(Text)
·····
Stonehill Faculty Focus 2008

Professor of Political Science Peter Ubertaccio is the first full-time director of the Martin Institute

Linking Programs and Expanding Understanding

Ubertaccio hit the ground running in 2007-2008, launching a thematic exploration of war. Through discussions, lectures, artistic representations, films, and academic conferences, he has provided programming that increased understanding of the causes and consequences of war in human history.

"We wanted a theme that would unite many of our programs and be relevant to the world our students live in," Ubertaccio explains. "My hope is, at the end of the conversation, students will better appreciate this complicated issue from a historical, cultural and moral point of view."

The year started on a high note as the Martin Institute co-sponsored writer Ishmael Beah, whose memoir, A Long Way Gone, chronicles his experiences as a boy-soldier in Sierra Leone. Now 26 years old, Beah gave a compelling talk to an audience of over 1,000 - including members of the Class of 2011, for whom his book was required summer reading.
·····
(Data provided)
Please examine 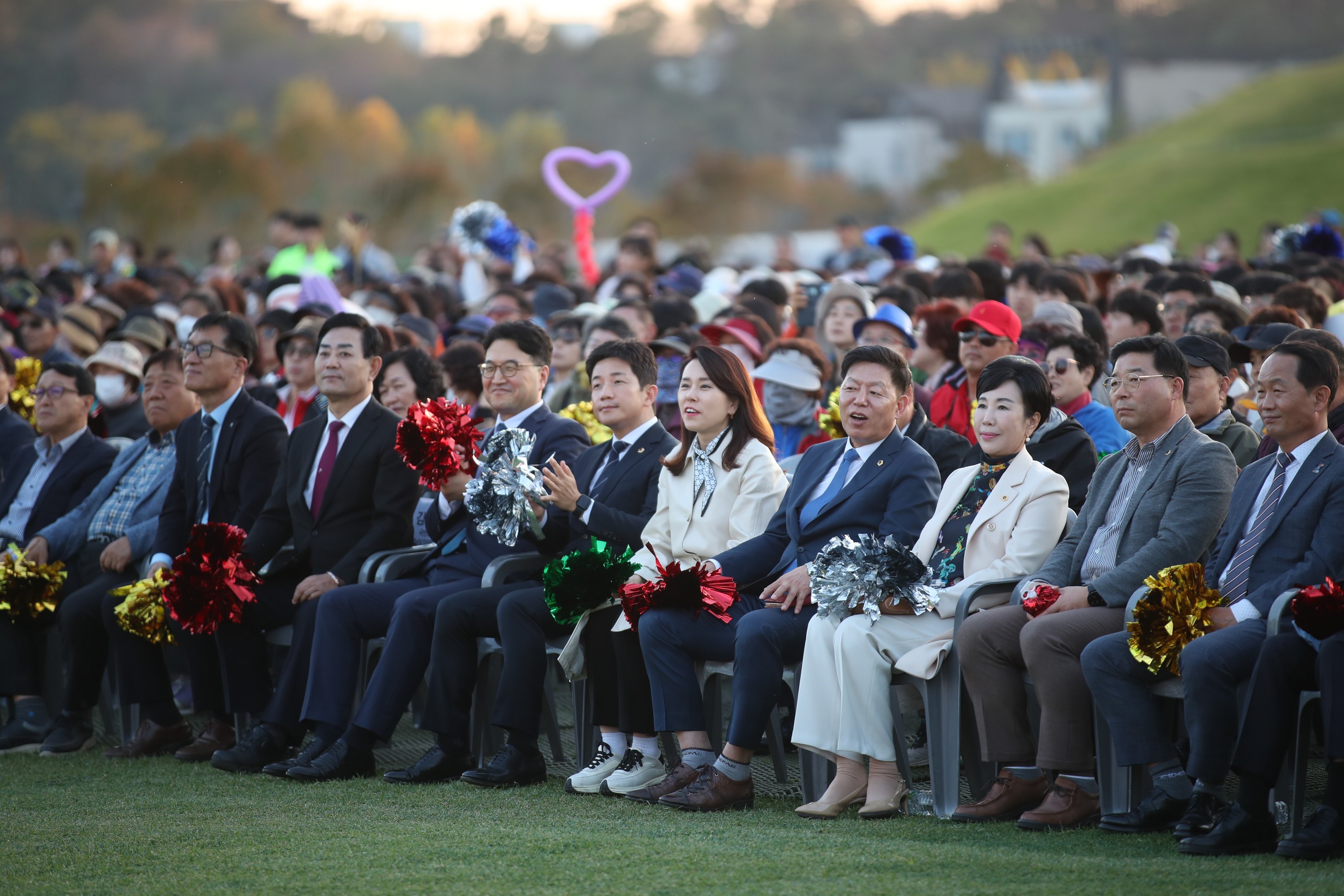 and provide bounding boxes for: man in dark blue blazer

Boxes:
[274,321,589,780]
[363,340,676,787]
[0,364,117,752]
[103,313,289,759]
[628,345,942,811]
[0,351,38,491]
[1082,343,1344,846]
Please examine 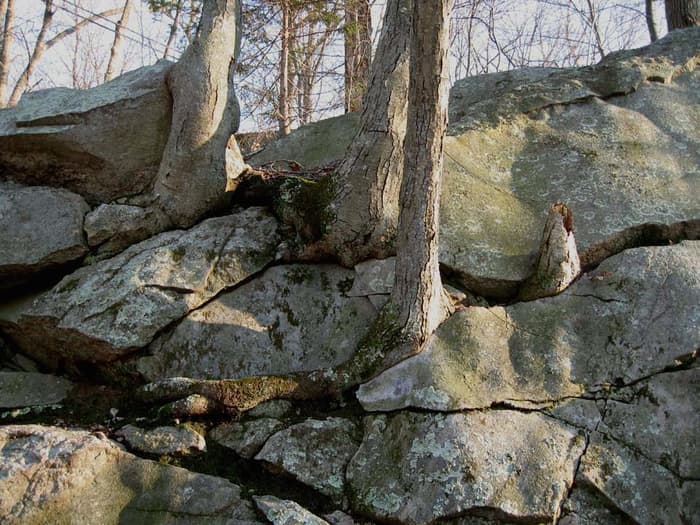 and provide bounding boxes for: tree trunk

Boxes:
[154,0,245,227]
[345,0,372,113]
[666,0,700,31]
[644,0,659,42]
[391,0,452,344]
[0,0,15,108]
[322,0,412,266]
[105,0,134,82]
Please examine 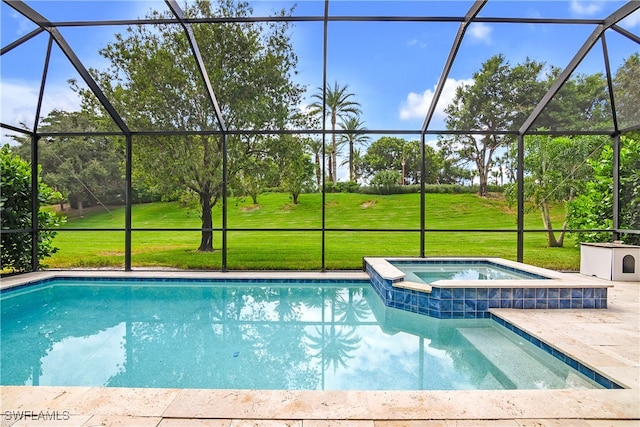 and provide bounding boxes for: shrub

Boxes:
·····
(Exercise tasks)
[1] Please list every form of programming that the Martin Institute profile says Ubertaccio used to explore war.
[2] Translate this sentence from the Martin Institute profile into Spanish: "Ubertaccio hit the ground running in 2007-2008, launching a thematic exploration of war."
[3] Reproduce the passage of the Martin Institute profile that begins at the words "Ubertaccio hit the" and stops after "in human history.".
The lines have no role in this work.

(Responses to the exercise)
[1] discussions, lectures, artistic representations, films, academic conferences

[2] Ubertaccio empezó con todo en 2007-2008 al poner en marcha una exploración temática de la guerra.

[3]
Ubertaccio hit the ground running in 2007-2008, launching a thematic exploration of war. Through discussions, lectures, artistic representations, films, and academic conferences, he has provided programming that increased understanding of the causes and consequences of war in human history.